**PAGE EXTRACT**
The Fable: A Contract Killer Who Doesn’t Kill  ザ・ファブル 殺さない殺し屋 (2021) Director: Kan Eguchi [New York Asian Film Festival 2021]

The Fable: A Contract Killer Who Doesn’t Kill   The Fable A Contract Killer Who Doesn't Kill Film Poster

ザ・ファブル 殺さない殺し屋 The Fable: Korosanai Koroshiya

Release Date: June 18th 2021

Duration: 123 mins.

Director: Kan Eguchi

Writer: Kan Eguchi, Masahiro Yamaura (Script), Katsuhisa Minami (Original Manga)

**EXERCISES TO COMPLETE**
• 1. Name each person listed on the film page's "Writer" line.
• 2. Please retype the stretch of the records below from their start through the line that contains "[[358, 47, 432, 65], [346, 0, 626, 73]]".

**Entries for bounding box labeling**
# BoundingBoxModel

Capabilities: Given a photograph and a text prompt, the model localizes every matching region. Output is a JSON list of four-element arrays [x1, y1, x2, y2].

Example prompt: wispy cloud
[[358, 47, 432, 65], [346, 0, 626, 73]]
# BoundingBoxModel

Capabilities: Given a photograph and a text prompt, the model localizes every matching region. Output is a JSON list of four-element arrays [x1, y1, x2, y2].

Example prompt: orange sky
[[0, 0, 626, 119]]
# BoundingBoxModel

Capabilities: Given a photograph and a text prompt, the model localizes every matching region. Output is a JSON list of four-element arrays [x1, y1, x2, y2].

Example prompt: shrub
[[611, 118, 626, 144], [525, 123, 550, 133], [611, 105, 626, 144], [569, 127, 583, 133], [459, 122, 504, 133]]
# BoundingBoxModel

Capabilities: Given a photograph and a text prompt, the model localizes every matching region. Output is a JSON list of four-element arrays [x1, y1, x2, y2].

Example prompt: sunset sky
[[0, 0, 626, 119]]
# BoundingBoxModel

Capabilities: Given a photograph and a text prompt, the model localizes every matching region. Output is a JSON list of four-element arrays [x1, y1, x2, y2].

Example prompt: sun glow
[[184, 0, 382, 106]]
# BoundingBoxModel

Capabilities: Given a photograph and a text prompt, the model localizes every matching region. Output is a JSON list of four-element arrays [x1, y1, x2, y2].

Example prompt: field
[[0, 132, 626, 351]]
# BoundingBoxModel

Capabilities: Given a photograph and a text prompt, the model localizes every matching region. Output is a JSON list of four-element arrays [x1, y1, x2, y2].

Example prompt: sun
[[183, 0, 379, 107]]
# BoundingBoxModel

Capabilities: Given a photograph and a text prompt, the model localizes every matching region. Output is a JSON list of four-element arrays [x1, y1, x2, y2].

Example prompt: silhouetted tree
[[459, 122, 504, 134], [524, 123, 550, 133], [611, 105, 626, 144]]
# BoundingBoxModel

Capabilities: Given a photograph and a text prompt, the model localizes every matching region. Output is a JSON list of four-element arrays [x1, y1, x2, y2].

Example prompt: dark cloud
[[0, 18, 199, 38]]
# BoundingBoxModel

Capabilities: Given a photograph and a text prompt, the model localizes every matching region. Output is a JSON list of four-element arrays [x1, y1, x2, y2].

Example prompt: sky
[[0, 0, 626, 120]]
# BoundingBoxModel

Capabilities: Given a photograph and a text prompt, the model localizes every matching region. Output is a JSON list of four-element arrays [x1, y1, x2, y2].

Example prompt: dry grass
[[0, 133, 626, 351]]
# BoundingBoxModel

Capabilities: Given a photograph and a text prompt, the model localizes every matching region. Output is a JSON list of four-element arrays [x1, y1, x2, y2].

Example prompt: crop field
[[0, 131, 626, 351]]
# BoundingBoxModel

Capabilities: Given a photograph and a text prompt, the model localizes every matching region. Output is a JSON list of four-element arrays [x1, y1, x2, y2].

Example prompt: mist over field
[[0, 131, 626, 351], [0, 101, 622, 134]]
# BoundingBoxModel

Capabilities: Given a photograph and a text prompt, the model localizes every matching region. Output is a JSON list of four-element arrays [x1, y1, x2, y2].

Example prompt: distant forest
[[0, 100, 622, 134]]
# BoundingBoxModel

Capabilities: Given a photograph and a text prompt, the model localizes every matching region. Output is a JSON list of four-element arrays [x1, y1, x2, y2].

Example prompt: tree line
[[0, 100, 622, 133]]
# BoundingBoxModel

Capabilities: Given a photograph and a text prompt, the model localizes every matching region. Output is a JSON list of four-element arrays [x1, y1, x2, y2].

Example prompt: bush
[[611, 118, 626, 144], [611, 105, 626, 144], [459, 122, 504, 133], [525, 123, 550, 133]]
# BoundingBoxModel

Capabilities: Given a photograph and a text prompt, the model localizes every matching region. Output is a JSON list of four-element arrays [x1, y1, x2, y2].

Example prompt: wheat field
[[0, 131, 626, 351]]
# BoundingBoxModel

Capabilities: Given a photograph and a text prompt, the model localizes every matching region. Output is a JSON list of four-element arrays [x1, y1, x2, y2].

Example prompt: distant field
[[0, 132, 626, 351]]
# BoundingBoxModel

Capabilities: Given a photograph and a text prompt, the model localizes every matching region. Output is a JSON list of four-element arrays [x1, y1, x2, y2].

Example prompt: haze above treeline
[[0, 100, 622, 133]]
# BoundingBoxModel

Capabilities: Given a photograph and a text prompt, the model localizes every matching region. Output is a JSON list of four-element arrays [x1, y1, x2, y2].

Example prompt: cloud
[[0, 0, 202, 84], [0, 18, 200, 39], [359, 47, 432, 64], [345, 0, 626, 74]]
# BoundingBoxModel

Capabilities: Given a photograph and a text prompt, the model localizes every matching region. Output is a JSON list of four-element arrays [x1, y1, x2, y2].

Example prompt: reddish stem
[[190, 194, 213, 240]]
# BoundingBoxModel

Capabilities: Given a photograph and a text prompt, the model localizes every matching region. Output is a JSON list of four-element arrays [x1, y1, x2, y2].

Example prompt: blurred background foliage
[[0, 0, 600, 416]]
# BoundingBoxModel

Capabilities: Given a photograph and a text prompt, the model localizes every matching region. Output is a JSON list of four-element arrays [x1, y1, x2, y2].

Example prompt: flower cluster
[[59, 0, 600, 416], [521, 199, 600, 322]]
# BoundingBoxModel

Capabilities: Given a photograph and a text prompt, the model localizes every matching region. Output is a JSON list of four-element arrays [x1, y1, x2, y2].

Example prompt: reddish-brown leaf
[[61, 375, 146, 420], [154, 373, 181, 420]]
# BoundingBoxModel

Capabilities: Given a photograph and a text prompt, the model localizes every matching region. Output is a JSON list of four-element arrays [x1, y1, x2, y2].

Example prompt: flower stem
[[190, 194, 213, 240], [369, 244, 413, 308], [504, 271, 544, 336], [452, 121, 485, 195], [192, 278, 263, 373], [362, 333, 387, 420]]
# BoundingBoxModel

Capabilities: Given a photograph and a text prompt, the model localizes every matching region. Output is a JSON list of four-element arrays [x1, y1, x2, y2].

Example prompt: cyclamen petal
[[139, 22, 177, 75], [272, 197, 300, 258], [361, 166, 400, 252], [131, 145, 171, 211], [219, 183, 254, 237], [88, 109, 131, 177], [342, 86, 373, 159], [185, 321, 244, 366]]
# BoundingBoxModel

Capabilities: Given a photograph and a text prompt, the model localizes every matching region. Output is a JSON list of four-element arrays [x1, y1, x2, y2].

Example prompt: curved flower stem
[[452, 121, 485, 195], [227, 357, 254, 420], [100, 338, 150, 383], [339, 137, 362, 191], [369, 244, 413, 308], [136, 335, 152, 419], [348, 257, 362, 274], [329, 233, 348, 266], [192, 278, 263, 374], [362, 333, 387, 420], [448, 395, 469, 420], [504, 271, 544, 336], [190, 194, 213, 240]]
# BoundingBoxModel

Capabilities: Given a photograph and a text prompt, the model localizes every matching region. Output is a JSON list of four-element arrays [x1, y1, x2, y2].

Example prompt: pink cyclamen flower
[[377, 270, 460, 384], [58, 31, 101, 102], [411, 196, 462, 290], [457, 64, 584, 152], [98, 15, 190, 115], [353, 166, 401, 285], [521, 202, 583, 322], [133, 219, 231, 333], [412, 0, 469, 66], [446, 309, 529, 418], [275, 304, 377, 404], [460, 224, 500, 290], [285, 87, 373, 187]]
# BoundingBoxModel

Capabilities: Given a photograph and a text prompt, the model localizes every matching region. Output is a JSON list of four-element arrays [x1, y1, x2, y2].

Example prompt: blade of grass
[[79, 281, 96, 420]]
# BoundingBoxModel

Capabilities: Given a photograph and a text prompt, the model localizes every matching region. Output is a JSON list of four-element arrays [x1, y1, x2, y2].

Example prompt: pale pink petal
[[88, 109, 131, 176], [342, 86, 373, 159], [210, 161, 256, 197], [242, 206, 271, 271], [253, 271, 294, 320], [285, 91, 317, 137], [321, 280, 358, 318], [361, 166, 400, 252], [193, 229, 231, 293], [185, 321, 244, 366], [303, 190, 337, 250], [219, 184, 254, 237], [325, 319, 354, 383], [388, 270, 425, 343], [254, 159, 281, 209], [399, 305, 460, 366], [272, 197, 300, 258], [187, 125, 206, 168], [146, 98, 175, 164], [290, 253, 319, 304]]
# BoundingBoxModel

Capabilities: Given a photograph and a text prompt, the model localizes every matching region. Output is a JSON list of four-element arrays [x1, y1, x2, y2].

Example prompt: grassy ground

**ANSWERS FOR THE EXERCISE**
• 1. Kan Eguchi, Masahiro Yamaura, Katsuhisa Minami

• 2.
# BoundingBoxModel

Capabilities: Given a photograph and a text prompt, the model localizes every matching region. Output is a JSON list of four-element arrays [x1, y1, x2, y2].

Example prompt: wispy cloud
[[358, 47, 432, 65], [346, 0, 626, 73]]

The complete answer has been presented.